[Task input — start]
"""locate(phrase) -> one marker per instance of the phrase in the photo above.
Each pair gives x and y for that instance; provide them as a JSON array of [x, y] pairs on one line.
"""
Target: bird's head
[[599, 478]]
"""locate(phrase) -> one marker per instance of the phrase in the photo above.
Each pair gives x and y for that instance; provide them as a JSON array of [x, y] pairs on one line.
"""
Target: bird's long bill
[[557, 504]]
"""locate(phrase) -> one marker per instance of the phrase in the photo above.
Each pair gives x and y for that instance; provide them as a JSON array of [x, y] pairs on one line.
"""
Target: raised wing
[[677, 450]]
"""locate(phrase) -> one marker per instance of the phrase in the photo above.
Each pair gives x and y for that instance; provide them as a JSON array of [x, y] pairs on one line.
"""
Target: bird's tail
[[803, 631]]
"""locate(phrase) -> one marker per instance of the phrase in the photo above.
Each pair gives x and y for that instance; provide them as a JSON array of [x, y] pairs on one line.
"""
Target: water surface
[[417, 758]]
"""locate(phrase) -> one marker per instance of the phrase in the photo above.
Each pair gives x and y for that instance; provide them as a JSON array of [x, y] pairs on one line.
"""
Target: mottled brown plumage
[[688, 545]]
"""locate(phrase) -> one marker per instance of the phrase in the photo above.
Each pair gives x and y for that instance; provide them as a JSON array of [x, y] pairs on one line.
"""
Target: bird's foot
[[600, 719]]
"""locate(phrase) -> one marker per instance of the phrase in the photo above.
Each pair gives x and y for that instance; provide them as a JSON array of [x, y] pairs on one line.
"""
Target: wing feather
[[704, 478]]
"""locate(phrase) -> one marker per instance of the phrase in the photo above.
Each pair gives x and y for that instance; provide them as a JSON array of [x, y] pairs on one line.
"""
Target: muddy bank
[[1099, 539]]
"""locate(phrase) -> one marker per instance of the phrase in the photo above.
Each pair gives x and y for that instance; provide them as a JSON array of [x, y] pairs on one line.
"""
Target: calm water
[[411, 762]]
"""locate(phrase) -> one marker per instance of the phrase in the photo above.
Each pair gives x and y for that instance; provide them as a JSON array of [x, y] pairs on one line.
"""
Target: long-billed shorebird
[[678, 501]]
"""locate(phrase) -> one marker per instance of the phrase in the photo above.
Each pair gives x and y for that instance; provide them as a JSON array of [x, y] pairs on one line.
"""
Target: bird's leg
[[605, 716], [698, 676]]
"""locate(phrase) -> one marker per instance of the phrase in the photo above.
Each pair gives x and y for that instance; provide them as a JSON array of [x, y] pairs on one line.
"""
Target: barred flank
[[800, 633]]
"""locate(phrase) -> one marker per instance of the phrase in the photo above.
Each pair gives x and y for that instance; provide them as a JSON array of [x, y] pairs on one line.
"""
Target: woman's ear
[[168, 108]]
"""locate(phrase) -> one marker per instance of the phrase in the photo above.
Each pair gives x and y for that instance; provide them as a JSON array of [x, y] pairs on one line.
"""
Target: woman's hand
[Task input — finish]
What to do: Verbatim reproduction of the entries is required.

Task result:
"""locate(phrase) -> one marker per instance of the phrase in the photo above.
Each pair gives x and y for that instance; provide them as a JSON array of [x, y] pairs on one line.
"""
Target: bird's head
[[599, 478]]
"""locate(phrase) -> one marker per instance of the phrase in the photo above.
Each pair gives x and y for that instance; provide them as a JSON array of [x, y] pairs on one line.
"""
Target: bird's long bill
[[557, 504]]
"""locate(phrase) -> one marker per instance of the phrase in the photo above.
Each pair gives x and y for that instance; provide them as a JSON array of [x, y] pairs on one line.
"""
Target: raised wing
[[677, 450]]
"""locate(phrase) -> one marker per instance of the phrase in the photo above.
Each pair gives x and y for that instance; provide them as a JSON array of [x, y] pairs on one line.
"""
Target: bird's tail
[[803, 631]]
"""locate(phrase) -> one marker per instance of the phrase in the photo above.
Each pair gives x and y for that instance; provide them as a JSON array of [x, y] pairs on one line.
"""
Target: water surface
[[417, 758]]
"""locate(phrase) -> one marker per instance of the phrase in the photo above.
Each pair gives x and y for that instance; provide them as a JSON array of [x, y] pairs on one line.
"""
Target: mottled brown plumage
[[688, 545]]
"""locate(phrase) -> one marker per instance of the phrase in the photo above.
Each pair gives x and y for that instance; provide them as a JSON array of [x, y] pairs on one line.
"""
Target: bird's foot
[[600, 719]]
"""locate(phrase) -> one marker per instance of the phrase in the photo above.
Each pair gives x and y for that instance; provide them as a JSON array of [x, y] pairs on one line.
"""
Target: wing feather
[[704, 478]]
"""locate(phrase) -> one marker per instance of the phrase in the photo above.
Each pair gives x and y for that instance; provide them as a JSON array of [x, y] pairs on one line.
"""
Target: muddy bank
[[1099, 539]]
"""locate(phrase) -> one marker per instance of the phrase in the photo above.
Each pair gives x and y for that instance; provide them as a JSON array of [x, y] pairs on one line.
"""
Target: calm water
[[411, 762]]
"""locate(phrase) -> one marker per instance of the phrase in the photo above.
Each pair gives x and y for that instance; provide them as a JSON array of [x, y] pairs on one line.
"""
Target: long-billed shorebird
[[678, 501]]
"""locate(phrase) -> one marker per instance of the phrase in the photo above.
Each pair gives x and y for that instance; provide them as a JSON array of [x, y] pairs on one line.
"""
Target: bird's leg
[[605, 716], [698, 676]]
"""locate(phrase) -> one marker per instance of the phrase in the photo above.
Each pair gives x and y for that instance; provide them as a JSON array of [x, y] pairs on one line.
"""
Target: barred flank
[[800, 633]]
"""locate(phrase) -> one marker per instance of the phrase in the photo above.
Each pair gives x and y for that instance; provide them as a JSON array of [x, y] pairs on one line.
"""
Target: woman's ear
[[168, 108]]
"""locate(phrase) -> one marker per instance of the phrase in the photo above.
Each pair gives x and y for that instance; provide them as a JSON array of [x, y] pairs on one line.
"""
Target: woman's hand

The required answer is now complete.